╔══
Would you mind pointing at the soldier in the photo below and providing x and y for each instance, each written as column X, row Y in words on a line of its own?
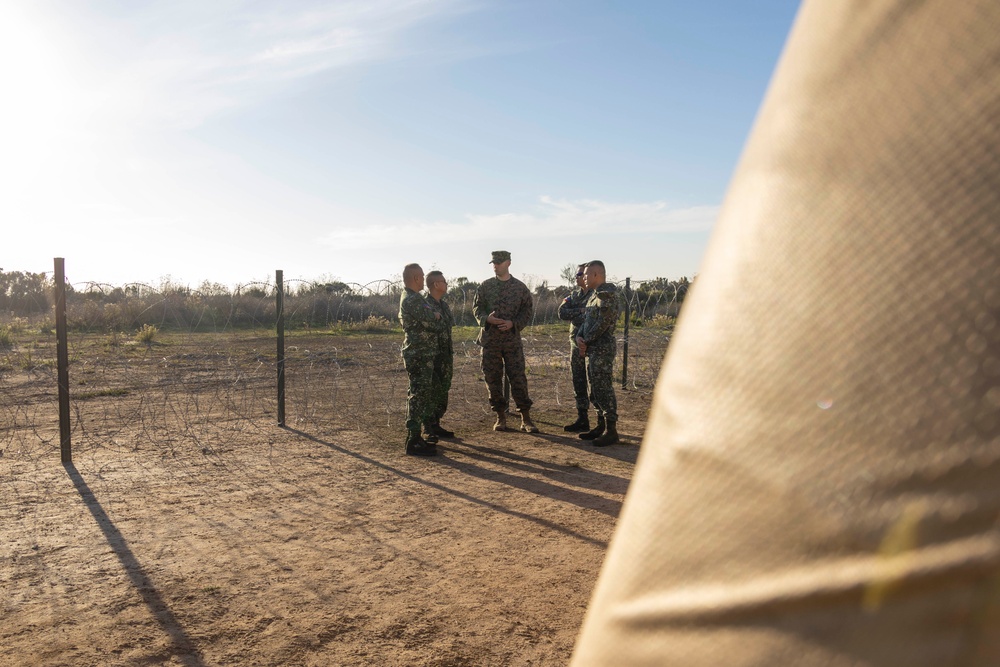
column 444, row 352
column 503, row 307
column 421, row 325
column 574, row 309
column 596, row 340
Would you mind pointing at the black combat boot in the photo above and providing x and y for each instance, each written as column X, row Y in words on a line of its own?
column 581, row 424
column 438, row 432
column 610, row 436
column 595, row 432
column 417, row 446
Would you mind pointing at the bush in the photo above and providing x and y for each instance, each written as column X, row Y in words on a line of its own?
column 146, row 334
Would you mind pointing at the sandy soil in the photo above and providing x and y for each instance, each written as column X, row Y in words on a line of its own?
column 245, row 543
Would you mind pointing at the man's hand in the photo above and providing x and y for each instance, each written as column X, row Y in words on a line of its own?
column 502, row 325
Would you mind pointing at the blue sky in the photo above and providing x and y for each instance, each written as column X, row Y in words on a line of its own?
column 222, row 140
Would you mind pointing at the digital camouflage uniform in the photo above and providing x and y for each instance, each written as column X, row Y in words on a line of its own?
column 503, row 349
column 574, row 309
column 443, row 362
column 420, row 339
column 598, row 332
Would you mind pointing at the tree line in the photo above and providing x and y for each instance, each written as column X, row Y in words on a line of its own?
column 213, row 306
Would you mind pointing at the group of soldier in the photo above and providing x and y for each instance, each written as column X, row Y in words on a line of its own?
column 503, row 308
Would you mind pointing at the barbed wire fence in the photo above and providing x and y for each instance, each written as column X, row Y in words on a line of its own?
column 165, row 370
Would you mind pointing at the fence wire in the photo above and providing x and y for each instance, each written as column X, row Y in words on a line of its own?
column 155, row 371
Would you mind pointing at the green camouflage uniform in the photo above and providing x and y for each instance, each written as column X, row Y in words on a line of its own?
column 420, row 334
column 598, row 332
column 443, row 362
column 574, row 309
column 502, row 350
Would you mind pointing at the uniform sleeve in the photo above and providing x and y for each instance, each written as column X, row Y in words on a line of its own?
column 479, row 305
column 572, row 310
column 527, row 309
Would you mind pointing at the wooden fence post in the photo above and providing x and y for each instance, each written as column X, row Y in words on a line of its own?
column 62, row 361
column 280, row 299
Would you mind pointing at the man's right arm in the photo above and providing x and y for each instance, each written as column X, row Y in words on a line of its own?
column 480, row 309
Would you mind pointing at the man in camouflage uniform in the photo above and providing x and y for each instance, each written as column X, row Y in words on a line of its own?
column 574, row 308
column 596, row 339
column 420, row 332
column 444, row 353
column 503, row 307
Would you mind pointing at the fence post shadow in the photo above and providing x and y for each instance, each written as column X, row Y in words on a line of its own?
column 183, row 648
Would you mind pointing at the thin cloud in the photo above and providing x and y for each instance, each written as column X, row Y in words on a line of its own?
column 552, row 218
column 184, row 62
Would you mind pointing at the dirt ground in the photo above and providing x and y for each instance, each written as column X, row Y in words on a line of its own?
column 191, row 529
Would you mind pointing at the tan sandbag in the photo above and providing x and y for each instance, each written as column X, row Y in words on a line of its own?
column 820, row 479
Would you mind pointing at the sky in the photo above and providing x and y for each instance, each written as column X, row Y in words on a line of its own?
column 191, row 141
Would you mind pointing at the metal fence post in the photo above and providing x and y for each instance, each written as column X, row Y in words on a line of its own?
column 62, row 361
column 280, row 303
column 628, row 320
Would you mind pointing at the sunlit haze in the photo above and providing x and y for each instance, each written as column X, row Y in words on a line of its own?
column 223, row 140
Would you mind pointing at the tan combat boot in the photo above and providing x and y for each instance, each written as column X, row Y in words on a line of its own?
column 526, row 424
column 501, row 424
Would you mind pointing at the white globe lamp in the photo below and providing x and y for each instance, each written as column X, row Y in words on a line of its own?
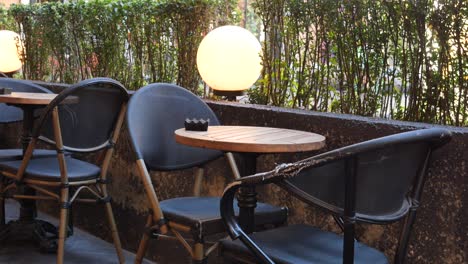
column 229, row 60
column 10, row 52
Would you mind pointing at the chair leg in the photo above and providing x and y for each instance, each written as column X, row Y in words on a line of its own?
column 199, row 254
column 62, row 225
column 144, row 241
column 115, row 233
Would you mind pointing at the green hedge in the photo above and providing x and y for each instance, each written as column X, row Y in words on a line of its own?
column 136, row 42
column 404, row 60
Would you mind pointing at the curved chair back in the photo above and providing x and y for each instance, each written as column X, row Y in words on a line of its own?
column 8, row 113
column 154, row 113
column 384, row 171
column 88, row 112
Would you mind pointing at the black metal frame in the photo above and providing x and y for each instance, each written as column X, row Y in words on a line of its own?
column 434, row 137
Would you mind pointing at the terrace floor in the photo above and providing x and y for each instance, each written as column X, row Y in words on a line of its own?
column 80, row 248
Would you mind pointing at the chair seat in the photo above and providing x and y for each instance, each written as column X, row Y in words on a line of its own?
column 47, row 169
column 202, row 213
column 302, row 244
column 17, row 154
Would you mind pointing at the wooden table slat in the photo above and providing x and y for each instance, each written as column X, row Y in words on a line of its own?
column 251, row 139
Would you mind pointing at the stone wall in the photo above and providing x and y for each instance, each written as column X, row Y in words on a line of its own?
column 441, row 230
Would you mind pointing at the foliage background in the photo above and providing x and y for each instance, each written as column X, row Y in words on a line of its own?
column 136, row 42
column 397, row 59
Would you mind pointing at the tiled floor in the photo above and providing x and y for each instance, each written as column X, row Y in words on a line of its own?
column 81, row 248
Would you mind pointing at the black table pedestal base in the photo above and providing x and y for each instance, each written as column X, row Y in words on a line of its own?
column 41, row 232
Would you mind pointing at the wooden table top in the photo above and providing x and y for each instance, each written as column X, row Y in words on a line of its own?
column 251, row 139
column 27, row 98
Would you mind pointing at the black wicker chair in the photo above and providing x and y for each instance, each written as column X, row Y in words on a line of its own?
column 84, row 118
column 154, row 113
column 378, row 181
column 10, row 114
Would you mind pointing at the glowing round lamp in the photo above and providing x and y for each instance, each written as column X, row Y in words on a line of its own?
column 229, row 60
column 10, row 51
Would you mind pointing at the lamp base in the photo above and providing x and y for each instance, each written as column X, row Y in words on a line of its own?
column 229, row 95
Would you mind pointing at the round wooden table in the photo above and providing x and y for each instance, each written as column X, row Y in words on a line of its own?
column 249, row 142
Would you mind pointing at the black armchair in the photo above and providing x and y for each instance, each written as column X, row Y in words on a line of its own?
column 154, row 113
column 378, row 181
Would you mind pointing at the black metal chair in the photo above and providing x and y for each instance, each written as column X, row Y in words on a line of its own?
column 10, row 114
column 378, row 181
column 154, row 113
column 85, row 118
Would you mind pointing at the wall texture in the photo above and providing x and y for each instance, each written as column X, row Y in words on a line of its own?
column 441, row 230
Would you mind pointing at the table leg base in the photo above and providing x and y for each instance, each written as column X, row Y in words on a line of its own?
column 43, row 233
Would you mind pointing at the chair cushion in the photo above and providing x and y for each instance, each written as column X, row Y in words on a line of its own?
column 17, row 154
column 301, row 244
column 47, row 169
column 202, row 214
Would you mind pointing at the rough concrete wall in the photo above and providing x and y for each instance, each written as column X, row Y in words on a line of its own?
╚══
• [TASK OBJECTIVE]: Nothing but the lines from the one that contains "Would you mind pointing at the black armchair" through the end of the listing above should be copied, each exactly as written.

• [YOUR RESPONSE]:
Would you mind pointing at the black armchair in the photo above and providing x and y for each instance, each written as column X, row Y in words on a line of its own?
column 154, row 113
column 378, row 181
Would you mind pointing at the black metal chair in the photo above and providing x and y for each instance, each written as column X, row Y in words on a line of its own?
column 10, row 114
column 378, row 181
column 154, row 113
column 85, row 118
Would you mind pointing at the wall texture in the photo above and providing x and y for each instance, each written as column X, row Y in words on a line of its own?
column 441, row 230
Would you mind pointing at the table leg base in the photo above and providing x and y for each instance, each written as column X, row Y in words on a line of its own?
column 43, row 233
Would you mind pointing at the chair cushion in the photo above and providing x and y for each instance, each written as column X, row Y in words on a line of its own?
column 17, row 154
column 301, row 244
column 47, row 169
column 202, row 214
Would you mind pointing at the rough concrete wall in the photo above and providing x and y for each instance, each written as column X, row Y in words on a line of its own?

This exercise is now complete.